▶ TEXT TO READ
· · · ·

Curator of the 60th International Art Exhibition

Foreigners Everywhere

The title of the 60th International Art Exhibition of La Biennale di Venezia is drawn from a series of works started in 2004 by the Paris-born and Palermo-based collective Claire Fontaine. The works consist of neon sculptures in different colours that render in a growing number of languages the words “Foreigners Everywhere”. The phrase comes, in turn, from the name of a Turin collective who fought racism and xenophobia in Italy in the early 2000s: Stranieri Ovunque.

The backdrop for the work is a world rife with multiple crises concerning the movement and existence of people across countries, nations, territories and borders, which reflect the perils and pitfalls of language, translation and ethnicity, expressing differences and disparities conditioned by identity, nationality, race, gender, sexuality, wealth, and freedom. In this landscape, the phrase Foreigners Everywhere has (at least) a dual meaning. First of all, that wherever you go and wherever you are you will always encounter foreigners—they/we are everywhere. Secondly, that no matter where you find yourself, you are always, truly, and deep down inside, a foreigner.

Artists have always travelled under the most diverse circumstances, moving through cities, countries and continents, a phenomenon that has only grown since the late 20th century—ironically, a period marked by increasing restrictions on dislocation or displacement of people. The Biennale Arte 2024 will focus on artists who are themselves foreigners, immigrants, expatriates, diasporic, émigrés, exiled, and refugees—especially those who have moved between the Global South and the Global North.

Stranger / estranho / étranger

The figure of the foreigner is associated with the stranger, the straniero, the estranho, the étranger, and thus the exhibition unfolds and focuses on the production of other related subjects: the queer artist, who has moved within different sexualities and genders, often being persecuted or outlawed; the outsider artist, who is located at the margins of the art world, much like the autodidact and the so-called folk artist; as well as the indigenous artist, frequently treated as a foreigner in their own land. The production of these artists is the primary focus of this Biennale, and constitutes the International Exhibition’s Nucleo Contemporaneo, and although their work is often informed by their own lives, experiences, observations and histories, there are also those who delve into formal issues with their own foreign accent. Works by these artists will not be gathered in different sections, but will appear as motifs dispersed through the exhibition.

Global modernisms

The International Exhibition will also feature a Nucleo Storico gathering works from 20th century Latin America, Africa, the Arab world, and Asia. Much has been written about global modernisms and modernisms in the Global South, and a number of rooms will feature works from these territories, much like an essay, a draft, a speculative curatorial exercise that seeks to question the boundaries and definitions of modernism. We are all too familiar with the history of modernism in Euroamerica, yet the modernisms in the Global South remain largely unknown and thus they assume a truly contemporary relevance—we urgently need to learn more about and from them. European modernism itself travelled far beyond Europe throughout the 20th century, often intertwined with colonialism, and many artists in the Global South  travelled to Europe to be exposed to it. Yet modernism was appropriated, devoured and cannibalized in the Global South, repeatedly taking on radically new shapes and forms in dialogue with local and indigenous references. In addition, a special section in the Nucleo Storico will be devoted to the worldwide Italian artistic diaspora in the 20th century: Italian artists who travelled and moved abroad developing their careers in Africa, Asia, Latin America, as well as in the rest of Europe, becoming embedded in local cultures—and who often played significant roles in the development of the narratives of modernism beyond Italy.

The Biennale itself – an international event with numerous official participations by different countries – has always been a platform for the exhibition of works by foreigners from all over the world. Thus, the 60th International Art Exhibition of La Biennale di Venezia, the Biennale Arte 2024, will be a celebration of the foreign, the distant, the outsider, the queer, as well as the indigenous. We hope to welcome you all in Venice in 2024.

· · · ·

▶ EXTRACTED INFORMATION

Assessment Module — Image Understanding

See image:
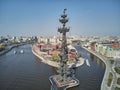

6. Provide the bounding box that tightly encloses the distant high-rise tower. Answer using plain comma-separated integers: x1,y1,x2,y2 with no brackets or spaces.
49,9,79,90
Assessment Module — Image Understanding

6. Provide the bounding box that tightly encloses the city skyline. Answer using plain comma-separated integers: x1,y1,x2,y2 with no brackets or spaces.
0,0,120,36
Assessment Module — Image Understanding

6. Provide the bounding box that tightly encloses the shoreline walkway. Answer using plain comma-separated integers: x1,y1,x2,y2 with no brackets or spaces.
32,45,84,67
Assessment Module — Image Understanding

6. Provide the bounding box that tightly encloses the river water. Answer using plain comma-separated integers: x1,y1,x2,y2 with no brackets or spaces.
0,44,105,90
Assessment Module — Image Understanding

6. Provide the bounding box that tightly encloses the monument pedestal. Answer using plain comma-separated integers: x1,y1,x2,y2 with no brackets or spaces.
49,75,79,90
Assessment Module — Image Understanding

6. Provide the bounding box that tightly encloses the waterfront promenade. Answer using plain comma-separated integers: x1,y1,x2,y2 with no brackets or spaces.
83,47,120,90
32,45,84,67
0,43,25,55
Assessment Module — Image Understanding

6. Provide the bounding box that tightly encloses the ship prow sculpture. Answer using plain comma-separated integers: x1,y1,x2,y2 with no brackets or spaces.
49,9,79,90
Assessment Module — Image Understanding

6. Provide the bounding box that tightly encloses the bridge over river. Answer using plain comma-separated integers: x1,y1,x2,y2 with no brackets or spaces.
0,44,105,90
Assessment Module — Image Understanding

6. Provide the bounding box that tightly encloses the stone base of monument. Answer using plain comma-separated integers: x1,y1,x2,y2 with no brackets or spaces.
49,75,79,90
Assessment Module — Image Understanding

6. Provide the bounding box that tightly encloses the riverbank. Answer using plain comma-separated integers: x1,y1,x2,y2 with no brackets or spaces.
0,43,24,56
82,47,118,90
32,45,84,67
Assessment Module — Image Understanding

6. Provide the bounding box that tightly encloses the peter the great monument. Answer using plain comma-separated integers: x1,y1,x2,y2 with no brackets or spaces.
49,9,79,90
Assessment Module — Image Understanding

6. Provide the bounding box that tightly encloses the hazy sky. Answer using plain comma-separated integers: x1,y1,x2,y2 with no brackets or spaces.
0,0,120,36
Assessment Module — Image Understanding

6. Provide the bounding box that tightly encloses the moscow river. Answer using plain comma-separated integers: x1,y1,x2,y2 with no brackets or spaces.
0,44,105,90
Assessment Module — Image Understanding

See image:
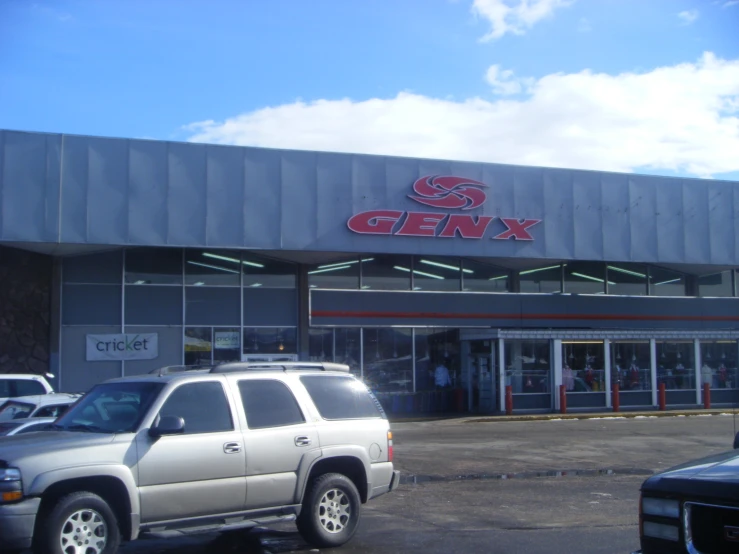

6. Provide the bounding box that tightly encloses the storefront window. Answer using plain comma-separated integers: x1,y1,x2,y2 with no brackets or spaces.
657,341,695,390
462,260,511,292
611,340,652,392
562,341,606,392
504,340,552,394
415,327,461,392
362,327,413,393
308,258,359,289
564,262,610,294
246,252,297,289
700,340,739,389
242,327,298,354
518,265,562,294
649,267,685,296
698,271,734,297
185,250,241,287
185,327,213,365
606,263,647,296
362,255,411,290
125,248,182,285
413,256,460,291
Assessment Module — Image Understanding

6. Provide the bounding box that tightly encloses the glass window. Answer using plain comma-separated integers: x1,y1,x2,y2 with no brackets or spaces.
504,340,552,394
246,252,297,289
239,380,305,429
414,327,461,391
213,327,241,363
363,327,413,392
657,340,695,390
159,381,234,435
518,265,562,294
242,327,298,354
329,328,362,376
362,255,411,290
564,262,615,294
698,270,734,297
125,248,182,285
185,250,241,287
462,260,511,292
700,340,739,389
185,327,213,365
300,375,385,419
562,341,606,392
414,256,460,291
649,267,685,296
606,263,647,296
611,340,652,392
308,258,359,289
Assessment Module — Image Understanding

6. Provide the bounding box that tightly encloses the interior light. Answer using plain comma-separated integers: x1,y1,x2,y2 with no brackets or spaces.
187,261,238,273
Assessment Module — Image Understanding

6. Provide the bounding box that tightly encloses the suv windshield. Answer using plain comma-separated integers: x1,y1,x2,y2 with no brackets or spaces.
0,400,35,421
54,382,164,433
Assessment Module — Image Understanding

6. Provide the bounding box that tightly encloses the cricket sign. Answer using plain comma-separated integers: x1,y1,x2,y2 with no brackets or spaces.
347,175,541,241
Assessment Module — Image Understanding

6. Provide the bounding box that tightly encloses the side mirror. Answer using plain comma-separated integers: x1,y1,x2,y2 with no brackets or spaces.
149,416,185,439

· · · ·

▶ WHAT THIS EXERCISE ASKS
[A] List every region from which the Nucleo Storico, as the Foreigners Everywhere text describes it, gathers 20th-century works.
[B] Answer these from the Foreigners Everywhere text, marking each answer like its question:
(i) In what year did Claire Fontaine start the series of works that gives the exhibition its title?
(ii) What was the name of the Turin collective from which the phrase comes?
(iii) In which century did the Italian artistic diaspora covered by the special section take place?
[C] Reproduce the stretch of the Foreigners Everywhere text from "The title of" through "2000s: Stranieri Ovunque.".

▶ FULL ANSWERS
[A] Latin America, Africa, the Arab world, Asia

[B]
(i) 2004
(ii) Stranieri Ovunque
(iii) The 20th century

[C]
The title of the 60th International Art Exhibition of La Biennale di Venezia is drawn from a series of works started in 2004 by the Paris-born and Palermo-based collective Claire Fontaine. The works consist of neon sculptures in different colours that render in a growing number of languages the words “Foreigners Everywhere”. The phrase comes, in turn, from the name of a Turin collective who fought racism and xenophobia in Italy in the early 2000s: Stranieri Ovunque.